> **Records shown**
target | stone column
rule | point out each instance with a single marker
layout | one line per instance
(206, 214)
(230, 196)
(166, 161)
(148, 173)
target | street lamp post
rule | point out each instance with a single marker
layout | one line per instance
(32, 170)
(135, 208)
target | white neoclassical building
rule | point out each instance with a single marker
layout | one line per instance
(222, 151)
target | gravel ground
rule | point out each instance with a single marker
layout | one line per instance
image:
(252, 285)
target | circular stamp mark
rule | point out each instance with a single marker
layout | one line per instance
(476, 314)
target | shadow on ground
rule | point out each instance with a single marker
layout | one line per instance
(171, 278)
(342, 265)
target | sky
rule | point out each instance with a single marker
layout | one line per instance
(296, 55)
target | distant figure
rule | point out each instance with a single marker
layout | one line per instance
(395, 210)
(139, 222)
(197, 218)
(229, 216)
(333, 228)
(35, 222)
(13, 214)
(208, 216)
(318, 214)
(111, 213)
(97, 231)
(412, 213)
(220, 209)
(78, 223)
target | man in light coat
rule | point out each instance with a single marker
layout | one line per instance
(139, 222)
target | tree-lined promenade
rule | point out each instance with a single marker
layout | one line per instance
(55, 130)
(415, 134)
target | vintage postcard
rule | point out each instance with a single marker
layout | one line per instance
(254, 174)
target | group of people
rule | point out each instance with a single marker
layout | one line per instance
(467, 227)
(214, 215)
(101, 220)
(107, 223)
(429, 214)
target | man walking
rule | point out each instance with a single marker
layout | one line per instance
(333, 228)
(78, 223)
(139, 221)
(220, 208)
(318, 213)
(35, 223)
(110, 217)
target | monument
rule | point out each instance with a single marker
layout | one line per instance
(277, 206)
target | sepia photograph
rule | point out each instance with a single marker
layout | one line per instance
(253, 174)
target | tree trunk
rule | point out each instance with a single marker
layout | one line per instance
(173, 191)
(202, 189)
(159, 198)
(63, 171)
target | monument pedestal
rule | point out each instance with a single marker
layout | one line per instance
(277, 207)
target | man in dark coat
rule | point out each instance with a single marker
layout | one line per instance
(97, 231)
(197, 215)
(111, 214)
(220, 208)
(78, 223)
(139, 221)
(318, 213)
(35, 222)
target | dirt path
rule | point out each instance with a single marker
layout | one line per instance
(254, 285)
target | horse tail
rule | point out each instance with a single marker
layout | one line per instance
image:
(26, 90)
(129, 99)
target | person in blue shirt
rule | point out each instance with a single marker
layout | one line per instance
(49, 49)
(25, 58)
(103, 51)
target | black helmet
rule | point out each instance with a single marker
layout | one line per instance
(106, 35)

> **Stated exercise**
Write out all of the data above again, putting "mark" in place of "point out" each time it occurs. Leave everything else unchanged.

> **Answer to this problem**
target | stone column
rule | mark each instance with a single marker
layout | one line per instance
(206, 214)
(230, 196)
(166, 161)
(148, 173)
target | street lamp post
rule | mark each instance with a single marker
layout | one line per instance
(32, 170)
(135, 208)
target | white neoclassical building
rule | mark each instance with a single marker
layout | one line per instance
(222, 151)
target | gravel ground
rule | mark each instance with a single marker
layout | one line per instance
image:
(252, 285)
target | circular stamp mark
rule | mark each instance with a single marker
layout | one line per instance
(476, 314)
target | shadow on ground
rule | mark each instance with a single marker
layout | one line per instance
(171, 278)
(342, 265)
target | sky
rule | mark each instance with a single marker
layout | one line per instance
(296, 55)
target | distant figure
rule | mark each instance with a single marker
layout | one line per instance
(395, 210)
(139, 222)
(197, 218)
(229, 216)
(333, 228)
(35, 222)
(13, 214)
(208, 216)
(318, 214)
(111, 213)
(97, 231)
(412, 213)
(220, 209)
(78, 223)
target | man in light coat
rule | mark each instance with a single marker
layout | one line per instance
(139, 222)
target | tree-lined promenade
rule | mark each instance with a single marker
layout | one line per instance
(55, 130)
(415, 134)
target | vintage postcard
rule | mark each instance with a single marker
layout | one line per instance
(254, 174)
target | group of people
rule | mark each instance with a single marker
layout | one line per instance
(467, 227)
(214, 215)
(101, 220)
(107, 223)
(429, 214)
target | man walking
rule | mark each instance with a single marker
layout | one line per instance
(333, 228)
(78, 223)
(139, 221)
(220, 208)
(318, 213)
(35, 223)
(110, 217)
target | monument
rule | mark each instance with a single marker
layout | one line per instance
(277, 206)
target | sepia photograph
rule | mark each instance with a single marker
layout | one line per instance
(253, 174)
target | tree trunk
rule | mark each instance with a single marker
layout | one line per instance
(173, 191)
(202, 189)
(159, 198)
(63, 171)
target | monument pedestal
rule | mark each instance with a single marker
layout | one line per instance
(277, 207)
target | man in dark coat
rule | mark each instance with a single marker
layout | one line per instance
(97, 231)
(197, 215)
(111, 214)
(220, 208)
(78, 223)
(139, 221)
(318, 213)
(35, 222)
target | dirt path
rule | mark each instance with a single marker
layout | one line per instance
(254, 285)
target | horse tail
rule | mark each instance with a single marker
layout | one line per instance
image:
(26, 90)
(129, 99)
target | person in blue shirt
rule | mark each instance with a single marker
layout | one line per instance
(49, 49)
(25, 58)
(103, 51)
target | black helmet
rule | mark each instance with a single marker
layout | one line per instance
(106, 35)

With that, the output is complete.